> **Provided passage**:
This final section therefore summarises, first, how breach detection contributes to, rather than conflicting with, expectations of online service use; then how, in each of the areas discussed, the purpose of breach detection is best served by doing more than the law requires.

7.1 Contributing to the Online Context

Nissenbaum suggests that, whether or not a use of data complies with the applicable law, individuals are likely to perceive it as breaching privacy if it conflicts with their expectations for the context in which it was provided.[133] This goes beyond the Article 29 Working Party’s use of surprise as an indicator of incompatible processing,[134]^,[135] since a fully disclosed secondary use may still conflict with contextual expectations. However, security – including breach detection and remediation – should be a basic expectation whenever we go online. Legislators and regulators are making this expectation more explicit; the media frequently remind us of the risks posed by services whose security measures are insufficient.[136] The fact that personal data are processed for these purposes should neither surprise users, nor breach their contextual expectations.

In contrast to the systems that concern Leonard, breach detection is the opposite of a secret transfer of value from individual to provider. As discussed in section 2.1, its primary purpose, which requires it to be done openly, is to protect those whose data may be at risk. The benefits that accrue to service operators are a secondary result of achieving that primary purpose: sales are not lost, reputations are protected (or even enhanced), fines and compensation do not need to be paid. Here the interests of individuals and providers are strongly aligned, not conflicting. As discussed in section 4, Individuals may be ‘targeted’, in the sense of receiving personalised attention, but this will only happen when they appear to have been victims of a security breach and need help. Not informing victims would defeat the purpose of the processing and leave both individual and provider exposed to continuing harm.

As discussed in section 6.2, only a few breach detection processes will involve fully-automated decision-making. In most cases, humans will check the results and recommendations of automated systems against their own experience and knowledge of context – precisely to ensure that a breach, rather than an unexpected but legitimate activity, is the most likely cause – before taking any action. Even where defensive actions are fully automated, a rapid human feedback process is essential to achieve the desired goal of permitting legitimate traffic while blocking hostile activity. Automation should, in fact, free up human resource to make these context-dependent decisions: in breach detection, machines and humans have highly complementary roles.

7.2 More than Compliance

Recital 49 of the GDPR sets a high standard for network and information security activities. Most of the information processed will be subject to data protection law; in addition to the normal requirements of necessity, proportionality, fairness, etc., as a legitimate interest processing must, unlike any other legal basis, be explicitly tested against the risk to individuals’ rights and freedoms. For breach detection, these are not just legal requirements: they are essential to delivering the objective of improving the security of users, data systems and networks. Indeed, as this paper has shown, that objective often encourages security teams to implement more safeguards than the law requires. They should not be worried by – or seek to avoid – falling within regulation’s scope.

> **Written tasks**:
1. Answer these from the breach detection passage:
(a) Whose suggestion about how individuals perceive privacy breaches does it cite?
(b) Which recital of the GDPR does it say sets a high standard for network and information security activities?
(c) What three benefits to service operators does it list?
2. For each statement, decide whether the breach detection passage supports it. Give yes or no along with the words from the passage that settle it.
(a) Most breach detection processes involve fully-automated decision-making.
(b) Breach detection has to be carried out openly.
(c) Security teams should try to avoid falling within the scope of regulation.
3. Please explain, in one to three sentences, why the breach detection passage says humans check the results and recommendations of automated systems before taking action.

> **Entries**:
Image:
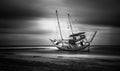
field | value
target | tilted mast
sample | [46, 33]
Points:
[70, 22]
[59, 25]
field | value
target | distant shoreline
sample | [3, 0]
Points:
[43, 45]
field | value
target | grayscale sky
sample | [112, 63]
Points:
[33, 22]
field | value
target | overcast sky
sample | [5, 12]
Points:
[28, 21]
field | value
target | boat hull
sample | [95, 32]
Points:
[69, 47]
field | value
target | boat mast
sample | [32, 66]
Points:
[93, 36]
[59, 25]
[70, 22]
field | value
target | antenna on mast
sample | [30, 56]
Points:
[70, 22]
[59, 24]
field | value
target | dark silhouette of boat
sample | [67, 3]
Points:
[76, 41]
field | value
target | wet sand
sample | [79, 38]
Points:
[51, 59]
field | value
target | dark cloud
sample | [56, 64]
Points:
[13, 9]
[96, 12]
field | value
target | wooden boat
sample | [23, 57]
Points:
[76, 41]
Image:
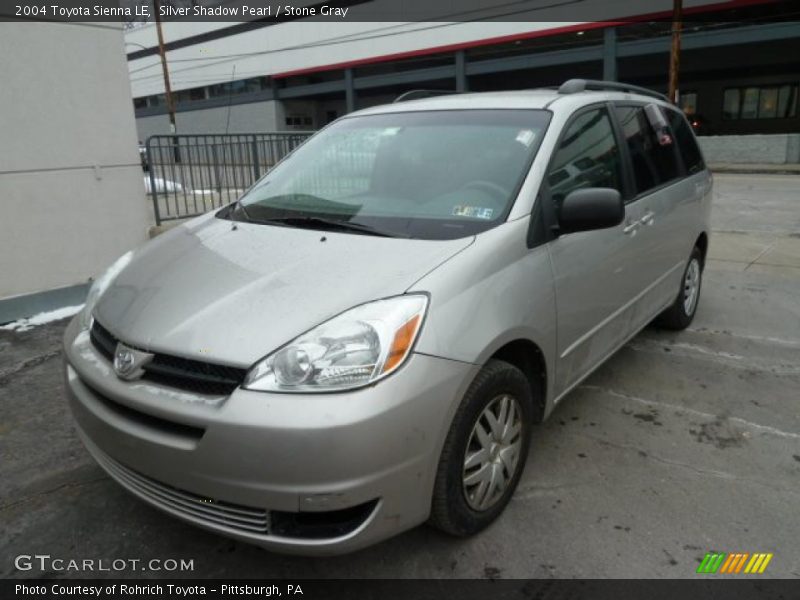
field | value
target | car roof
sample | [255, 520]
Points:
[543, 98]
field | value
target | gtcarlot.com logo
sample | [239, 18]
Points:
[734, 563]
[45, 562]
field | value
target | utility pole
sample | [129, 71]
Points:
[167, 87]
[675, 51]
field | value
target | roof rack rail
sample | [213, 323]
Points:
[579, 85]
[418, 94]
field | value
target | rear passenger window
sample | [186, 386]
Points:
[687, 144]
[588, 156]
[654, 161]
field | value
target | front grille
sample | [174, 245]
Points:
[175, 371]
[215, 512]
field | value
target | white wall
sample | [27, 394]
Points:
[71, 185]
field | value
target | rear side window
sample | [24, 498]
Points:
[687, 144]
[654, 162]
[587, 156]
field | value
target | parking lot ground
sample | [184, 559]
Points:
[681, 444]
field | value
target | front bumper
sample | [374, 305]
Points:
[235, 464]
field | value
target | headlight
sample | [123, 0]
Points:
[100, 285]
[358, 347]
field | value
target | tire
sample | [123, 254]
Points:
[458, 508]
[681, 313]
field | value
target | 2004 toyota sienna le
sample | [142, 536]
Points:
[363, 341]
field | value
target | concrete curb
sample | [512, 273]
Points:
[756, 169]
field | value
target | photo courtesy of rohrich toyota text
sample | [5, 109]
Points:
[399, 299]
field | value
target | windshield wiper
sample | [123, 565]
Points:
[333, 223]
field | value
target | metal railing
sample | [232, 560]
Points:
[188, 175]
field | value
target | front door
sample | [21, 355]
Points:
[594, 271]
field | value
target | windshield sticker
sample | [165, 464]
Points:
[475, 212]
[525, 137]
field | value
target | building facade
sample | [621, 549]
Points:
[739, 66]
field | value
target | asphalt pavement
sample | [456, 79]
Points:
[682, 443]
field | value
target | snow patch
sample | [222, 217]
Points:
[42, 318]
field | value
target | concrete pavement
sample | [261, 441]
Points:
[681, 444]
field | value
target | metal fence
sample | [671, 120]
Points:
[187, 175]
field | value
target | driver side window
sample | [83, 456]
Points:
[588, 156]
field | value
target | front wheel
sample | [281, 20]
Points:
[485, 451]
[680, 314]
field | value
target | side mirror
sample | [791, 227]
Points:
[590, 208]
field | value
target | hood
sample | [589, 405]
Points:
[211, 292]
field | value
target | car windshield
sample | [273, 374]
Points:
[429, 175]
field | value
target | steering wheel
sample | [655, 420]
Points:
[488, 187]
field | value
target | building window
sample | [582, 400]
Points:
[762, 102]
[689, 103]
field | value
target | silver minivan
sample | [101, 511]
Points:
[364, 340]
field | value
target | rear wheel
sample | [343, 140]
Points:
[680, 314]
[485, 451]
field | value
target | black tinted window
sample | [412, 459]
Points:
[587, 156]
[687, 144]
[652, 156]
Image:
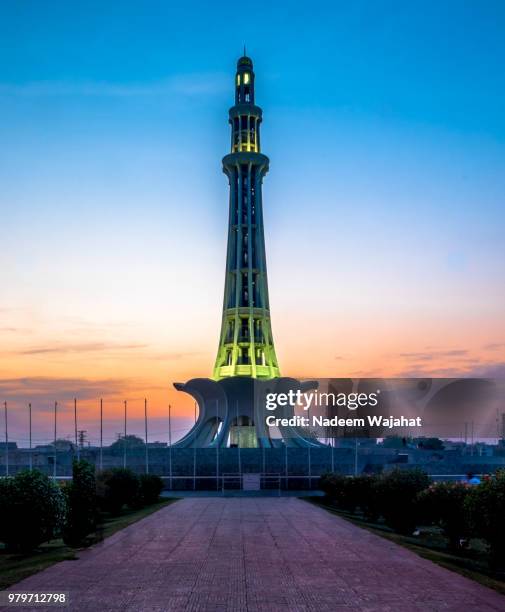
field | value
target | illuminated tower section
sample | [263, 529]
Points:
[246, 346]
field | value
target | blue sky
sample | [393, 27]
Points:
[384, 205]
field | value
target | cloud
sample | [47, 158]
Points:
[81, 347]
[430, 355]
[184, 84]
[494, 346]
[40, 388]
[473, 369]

> **Completed exercise**:
1.
(a) Nissenbaum's.
(b) Recital 49.
(c) Sales are not lost, reputations are protected (or even enhanced), and fines and compensation do not need to be paid.

2.
(a) No: "only a few breach detection processes will involve fully-automated decision-making."
(b) Yes: "its primary purpose, which requires it to be done openly, is to protect those whose data may be at risk."
(c) No: "They should not be worried by – or seek to avoid – falling within regulation’s scope."

3. Humans compare the automated results against their own experience and knowledge of context. This makes sure that a breach is the most likely cause, rather than an unexpected but legitimate activity, before anyone takes action.